▶ **Descrizione esercizio**: Riporta ogni riga che contiene la parola "target".
====== Righe grezze
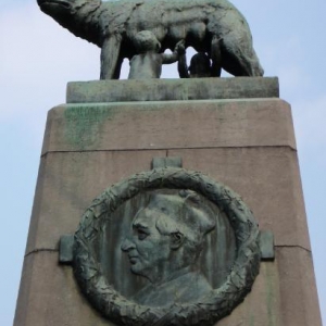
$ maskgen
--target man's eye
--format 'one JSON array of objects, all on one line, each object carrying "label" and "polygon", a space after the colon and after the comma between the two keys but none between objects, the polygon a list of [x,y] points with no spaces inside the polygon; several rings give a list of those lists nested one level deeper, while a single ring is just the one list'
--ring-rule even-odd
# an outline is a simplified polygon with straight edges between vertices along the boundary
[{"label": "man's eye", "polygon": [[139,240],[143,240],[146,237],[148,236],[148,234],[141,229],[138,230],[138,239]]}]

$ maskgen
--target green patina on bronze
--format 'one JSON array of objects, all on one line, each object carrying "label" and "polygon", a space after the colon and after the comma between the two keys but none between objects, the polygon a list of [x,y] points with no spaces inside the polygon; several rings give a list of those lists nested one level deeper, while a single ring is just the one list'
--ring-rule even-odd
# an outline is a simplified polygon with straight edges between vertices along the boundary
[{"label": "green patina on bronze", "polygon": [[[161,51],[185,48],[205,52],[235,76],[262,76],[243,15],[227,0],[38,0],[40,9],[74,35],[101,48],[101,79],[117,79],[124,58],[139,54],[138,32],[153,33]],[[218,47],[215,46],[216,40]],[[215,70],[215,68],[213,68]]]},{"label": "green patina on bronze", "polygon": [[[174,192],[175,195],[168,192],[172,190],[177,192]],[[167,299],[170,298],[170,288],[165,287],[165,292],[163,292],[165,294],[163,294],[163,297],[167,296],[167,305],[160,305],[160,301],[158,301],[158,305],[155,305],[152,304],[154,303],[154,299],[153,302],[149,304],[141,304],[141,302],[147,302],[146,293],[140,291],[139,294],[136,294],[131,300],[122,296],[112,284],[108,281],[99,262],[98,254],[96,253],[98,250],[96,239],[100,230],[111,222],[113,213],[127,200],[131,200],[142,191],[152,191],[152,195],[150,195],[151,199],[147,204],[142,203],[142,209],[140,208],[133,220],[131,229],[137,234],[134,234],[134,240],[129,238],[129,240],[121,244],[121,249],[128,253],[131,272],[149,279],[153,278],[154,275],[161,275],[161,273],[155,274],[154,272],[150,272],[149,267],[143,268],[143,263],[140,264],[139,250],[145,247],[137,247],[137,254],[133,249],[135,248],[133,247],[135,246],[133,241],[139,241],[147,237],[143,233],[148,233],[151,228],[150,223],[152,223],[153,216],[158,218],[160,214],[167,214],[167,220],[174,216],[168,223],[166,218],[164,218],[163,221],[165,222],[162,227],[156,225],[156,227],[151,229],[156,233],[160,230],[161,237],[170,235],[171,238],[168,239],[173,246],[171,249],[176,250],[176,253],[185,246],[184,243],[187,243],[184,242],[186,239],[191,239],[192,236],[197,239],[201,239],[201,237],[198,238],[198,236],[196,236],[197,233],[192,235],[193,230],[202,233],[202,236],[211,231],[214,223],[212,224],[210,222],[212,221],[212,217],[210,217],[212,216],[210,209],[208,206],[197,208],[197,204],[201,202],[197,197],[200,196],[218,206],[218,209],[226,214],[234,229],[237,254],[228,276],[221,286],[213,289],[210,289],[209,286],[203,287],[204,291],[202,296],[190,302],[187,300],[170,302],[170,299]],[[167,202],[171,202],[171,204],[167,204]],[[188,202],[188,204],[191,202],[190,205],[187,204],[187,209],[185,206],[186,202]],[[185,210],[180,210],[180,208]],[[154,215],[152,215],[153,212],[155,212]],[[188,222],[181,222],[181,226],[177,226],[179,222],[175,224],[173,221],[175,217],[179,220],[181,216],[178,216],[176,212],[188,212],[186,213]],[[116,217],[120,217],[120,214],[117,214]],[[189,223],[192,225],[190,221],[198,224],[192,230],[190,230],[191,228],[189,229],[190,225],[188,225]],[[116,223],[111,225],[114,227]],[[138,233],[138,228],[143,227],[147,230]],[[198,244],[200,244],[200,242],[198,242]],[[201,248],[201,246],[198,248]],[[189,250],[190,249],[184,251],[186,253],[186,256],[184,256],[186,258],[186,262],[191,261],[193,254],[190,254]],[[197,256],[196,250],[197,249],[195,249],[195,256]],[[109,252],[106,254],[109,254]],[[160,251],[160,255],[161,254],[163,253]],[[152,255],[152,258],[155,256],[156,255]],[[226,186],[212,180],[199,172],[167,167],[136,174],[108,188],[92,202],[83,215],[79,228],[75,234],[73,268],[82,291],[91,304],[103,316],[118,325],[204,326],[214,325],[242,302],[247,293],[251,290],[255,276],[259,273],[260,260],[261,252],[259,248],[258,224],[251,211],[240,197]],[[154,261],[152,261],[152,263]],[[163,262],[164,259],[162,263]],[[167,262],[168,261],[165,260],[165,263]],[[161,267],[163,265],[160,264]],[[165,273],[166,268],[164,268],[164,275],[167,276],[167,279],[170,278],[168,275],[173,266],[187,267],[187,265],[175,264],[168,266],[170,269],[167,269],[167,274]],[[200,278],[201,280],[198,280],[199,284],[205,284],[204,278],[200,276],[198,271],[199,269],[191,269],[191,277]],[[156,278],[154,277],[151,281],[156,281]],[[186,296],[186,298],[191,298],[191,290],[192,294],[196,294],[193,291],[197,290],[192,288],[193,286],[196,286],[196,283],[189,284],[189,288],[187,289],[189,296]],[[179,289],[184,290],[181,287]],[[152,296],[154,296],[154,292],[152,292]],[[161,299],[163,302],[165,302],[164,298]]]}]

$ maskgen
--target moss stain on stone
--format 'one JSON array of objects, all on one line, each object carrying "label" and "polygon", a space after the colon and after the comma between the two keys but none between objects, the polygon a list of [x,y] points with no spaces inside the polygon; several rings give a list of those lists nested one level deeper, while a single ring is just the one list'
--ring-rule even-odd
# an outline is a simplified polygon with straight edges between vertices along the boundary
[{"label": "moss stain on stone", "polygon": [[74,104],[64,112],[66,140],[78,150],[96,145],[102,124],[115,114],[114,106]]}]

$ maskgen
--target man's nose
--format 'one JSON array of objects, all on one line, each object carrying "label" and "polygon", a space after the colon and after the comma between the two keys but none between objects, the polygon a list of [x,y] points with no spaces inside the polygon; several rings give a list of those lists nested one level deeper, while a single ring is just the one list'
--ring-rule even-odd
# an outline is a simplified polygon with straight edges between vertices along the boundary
============
▶ **Soluzione**:
--target man's eye
--target green patina on bronze
--target moss stain on stone
--target man's nose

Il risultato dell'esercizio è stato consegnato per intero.